__Excerpt__
I recommend you vote for reality

Posted: 12:00 a.m. Tuesday, Oct. 30, 2012

Austin American-Statesman print edition October 31, 2012

http://www.statesman.com/news/news/opinion/palaima-i-recommend-you-vote-for-reality/nSrL2/

Palaima: I recommend you vote for reality

By Tom Palaima,  Regular Contributor  tpalaima@sbcglobal.net

Like many other Americans, I have already cast my votes in the local, state and national elections at an early voting center. My parents worked at polling stations when I was growing up outside Cleveland, Ohio. The working-class sons and daughters of immigrant Americans took the right to vote seriously. They knew how much was at stake for them in elections at all levels.

We are lucky that simple in-person early voting is available in Texas. It isn’t everywhere, although it seems like a no-brainer. As Dr. Victoria DeFrancesco at the LBJ School of the University of Texas at Austin puts it, “the issue of insuring early voting and/or mail-in voting is of fundamental importance to ensuring the right to vote.”

Many Americans, rich and poor, cannot be sure of voting on election day because of the jobs they hold or their family and personal obligations. Yet 18 states withhold from their citizens the simple insurance of a basic right.

In Florida, where the bogeymen of hanging chads, broken voting machines and incorrect voter registration lists still haunt citizens, early voting days have been reduced from 14 to 8 and the freest day for the working poor to vote early, a final Sunday, has been eliminated. Understandably then, large crowds of voters have been reported at early voting centers. The early voting location at UT Austin’s Flawn Academic Center has been bustling all week.

I cast my vote early for another reason, so that I would not be tempted to watch, read or listen to any more campaign advertisements or what passes for analysis of candidates and their positions on cable news networks.

Do so and you will be exposed to two viruses that have invaded our body politic, educational systems and news organizations and our very lives, the spin and brand viruses. The chief symptom of infection is our willingness to be satisfied with pretenses rather than realities, what we are told rather than what we know in our hearts.

Let’s look at high-profile sports, where, as Tom Boswell argued 30 years ago in his book How Life Imitates the World Series, we can behold what we value or tolerate as a society.

__Record set__
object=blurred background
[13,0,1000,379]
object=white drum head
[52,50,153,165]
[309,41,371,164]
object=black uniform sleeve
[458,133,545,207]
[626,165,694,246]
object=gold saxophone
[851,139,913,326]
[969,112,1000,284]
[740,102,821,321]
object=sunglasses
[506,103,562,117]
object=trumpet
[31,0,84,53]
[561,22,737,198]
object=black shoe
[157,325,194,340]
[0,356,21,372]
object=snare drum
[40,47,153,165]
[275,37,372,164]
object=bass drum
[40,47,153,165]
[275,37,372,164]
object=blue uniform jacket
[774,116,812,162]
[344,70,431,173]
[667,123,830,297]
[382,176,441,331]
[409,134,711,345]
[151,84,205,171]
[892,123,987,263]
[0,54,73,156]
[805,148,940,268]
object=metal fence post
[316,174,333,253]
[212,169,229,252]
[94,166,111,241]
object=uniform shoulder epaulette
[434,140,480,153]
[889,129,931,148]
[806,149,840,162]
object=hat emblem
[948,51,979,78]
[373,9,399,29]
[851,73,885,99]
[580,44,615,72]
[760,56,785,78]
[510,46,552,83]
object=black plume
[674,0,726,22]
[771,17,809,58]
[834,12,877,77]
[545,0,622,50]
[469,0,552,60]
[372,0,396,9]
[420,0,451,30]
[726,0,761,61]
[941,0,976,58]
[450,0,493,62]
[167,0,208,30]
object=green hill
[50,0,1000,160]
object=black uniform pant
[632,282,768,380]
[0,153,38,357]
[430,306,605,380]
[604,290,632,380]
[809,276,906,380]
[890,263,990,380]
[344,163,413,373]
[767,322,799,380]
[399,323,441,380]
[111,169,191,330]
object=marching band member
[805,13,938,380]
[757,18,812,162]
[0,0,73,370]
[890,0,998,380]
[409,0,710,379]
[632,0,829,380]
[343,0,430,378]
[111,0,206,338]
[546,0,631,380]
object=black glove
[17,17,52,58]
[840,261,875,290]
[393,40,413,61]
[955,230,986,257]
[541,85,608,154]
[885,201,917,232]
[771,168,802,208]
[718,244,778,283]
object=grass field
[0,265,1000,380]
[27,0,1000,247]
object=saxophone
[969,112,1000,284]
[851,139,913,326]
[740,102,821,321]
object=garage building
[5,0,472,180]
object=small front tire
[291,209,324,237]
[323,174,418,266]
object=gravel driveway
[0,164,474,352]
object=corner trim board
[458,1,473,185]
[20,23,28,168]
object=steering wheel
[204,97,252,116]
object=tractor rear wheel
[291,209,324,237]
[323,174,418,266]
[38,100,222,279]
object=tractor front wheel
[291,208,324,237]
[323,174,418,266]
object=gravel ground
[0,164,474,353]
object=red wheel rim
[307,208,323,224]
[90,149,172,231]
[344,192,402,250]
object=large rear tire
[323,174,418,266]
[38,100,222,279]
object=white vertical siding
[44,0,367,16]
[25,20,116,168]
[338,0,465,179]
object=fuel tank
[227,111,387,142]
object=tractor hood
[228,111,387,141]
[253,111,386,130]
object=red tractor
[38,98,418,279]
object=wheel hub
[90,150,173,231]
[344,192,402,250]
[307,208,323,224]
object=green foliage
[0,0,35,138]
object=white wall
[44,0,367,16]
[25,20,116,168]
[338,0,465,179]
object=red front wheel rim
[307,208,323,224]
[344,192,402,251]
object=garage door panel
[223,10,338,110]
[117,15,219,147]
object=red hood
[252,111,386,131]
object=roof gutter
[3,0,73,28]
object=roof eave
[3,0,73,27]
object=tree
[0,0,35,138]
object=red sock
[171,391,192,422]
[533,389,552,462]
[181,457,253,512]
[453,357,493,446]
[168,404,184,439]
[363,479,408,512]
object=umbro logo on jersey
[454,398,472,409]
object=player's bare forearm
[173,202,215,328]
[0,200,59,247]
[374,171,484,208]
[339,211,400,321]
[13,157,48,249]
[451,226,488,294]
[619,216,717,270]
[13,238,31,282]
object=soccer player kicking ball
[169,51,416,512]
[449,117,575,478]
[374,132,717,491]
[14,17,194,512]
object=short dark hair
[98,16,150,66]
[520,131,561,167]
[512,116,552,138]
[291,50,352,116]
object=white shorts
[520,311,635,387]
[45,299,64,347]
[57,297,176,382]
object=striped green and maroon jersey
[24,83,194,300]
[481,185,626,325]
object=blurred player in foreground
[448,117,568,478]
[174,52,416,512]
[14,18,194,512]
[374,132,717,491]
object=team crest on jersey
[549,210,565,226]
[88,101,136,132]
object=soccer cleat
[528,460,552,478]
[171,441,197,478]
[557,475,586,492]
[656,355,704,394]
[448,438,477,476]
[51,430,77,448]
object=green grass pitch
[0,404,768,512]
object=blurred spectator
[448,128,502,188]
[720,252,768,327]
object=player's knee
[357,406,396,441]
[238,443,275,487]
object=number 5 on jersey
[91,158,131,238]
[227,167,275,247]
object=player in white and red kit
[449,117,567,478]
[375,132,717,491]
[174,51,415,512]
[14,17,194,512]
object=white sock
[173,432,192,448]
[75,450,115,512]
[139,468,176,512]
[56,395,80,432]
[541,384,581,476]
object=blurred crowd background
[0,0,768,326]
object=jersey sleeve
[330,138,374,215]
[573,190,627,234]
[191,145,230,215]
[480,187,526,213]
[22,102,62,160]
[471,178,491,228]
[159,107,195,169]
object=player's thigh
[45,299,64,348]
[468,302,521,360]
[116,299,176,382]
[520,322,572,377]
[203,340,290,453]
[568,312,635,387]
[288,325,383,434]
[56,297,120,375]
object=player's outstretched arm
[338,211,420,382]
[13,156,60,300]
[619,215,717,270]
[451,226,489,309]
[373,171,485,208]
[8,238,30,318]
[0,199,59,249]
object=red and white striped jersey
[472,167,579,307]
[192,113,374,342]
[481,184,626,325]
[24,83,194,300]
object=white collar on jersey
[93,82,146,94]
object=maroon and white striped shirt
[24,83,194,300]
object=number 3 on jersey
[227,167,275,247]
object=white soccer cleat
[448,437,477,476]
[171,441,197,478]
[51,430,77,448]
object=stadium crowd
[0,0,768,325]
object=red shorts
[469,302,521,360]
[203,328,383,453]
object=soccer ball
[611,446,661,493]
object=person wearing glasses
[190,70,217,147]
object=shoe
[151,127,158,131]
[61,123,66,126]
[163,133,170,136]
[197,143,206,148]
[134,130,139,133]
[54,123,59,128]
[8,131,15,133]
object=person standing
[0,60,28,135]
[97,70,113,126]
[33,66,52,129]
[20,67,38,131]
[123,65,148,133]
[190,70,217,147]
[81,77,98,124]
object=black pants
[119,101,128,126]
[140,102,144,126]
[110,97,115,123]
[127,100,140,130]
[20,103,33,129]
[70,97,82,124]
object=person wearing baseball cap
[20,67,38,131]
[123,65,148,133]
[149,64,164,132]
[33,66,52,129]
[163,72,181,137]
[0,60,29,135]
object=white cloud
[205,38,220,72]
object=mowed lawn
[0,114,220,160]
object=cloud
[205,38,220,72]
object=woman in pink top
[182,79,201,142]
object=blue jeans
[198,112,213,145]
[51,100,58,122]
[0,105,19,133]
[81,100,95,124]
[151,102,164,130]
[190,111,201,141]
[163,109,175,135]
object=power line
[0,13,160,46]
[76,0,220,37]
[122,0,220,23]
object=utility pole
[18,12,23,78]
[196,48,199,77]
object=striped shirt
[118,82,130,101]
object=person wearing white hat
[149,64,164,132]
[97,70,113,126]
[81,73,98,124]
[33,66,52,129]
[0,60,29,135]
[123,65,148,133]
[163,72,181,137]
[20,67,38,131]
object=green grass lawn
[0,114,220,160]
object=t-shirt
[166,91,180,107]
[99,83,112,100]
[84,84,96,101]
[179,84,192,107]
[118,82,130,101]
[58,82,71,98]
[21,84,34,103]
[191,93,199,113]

__Actions to take__
**A.** According to the voting column, how many early voting days does Florida now have, and how many did it have before?
**B.** Repeat the voting column word for word, everything from "We are lucky" down to "a basic right.".

__Answers to this exercise__
**A.** Florida now has 8 early voting days, down from 14.

**B.**
We are lucky that simple in-person early voting is available in Texas. It isn’t everywhere, although it seems like a no-brainer. As Dr. Victoria DeFrancesco at the LBJ School of the University of Texas at Austin puts it, “the issue of insuring early voting and/or mail-in voting is of fundamental importance to ensuring the right to vote.”

Many Americans, rich and poor, cannot be sure of voting on election day because of the jobs they hold or their family and personal obligations. Yet 18 states withhold from their citizens the simple insurance of a basic right.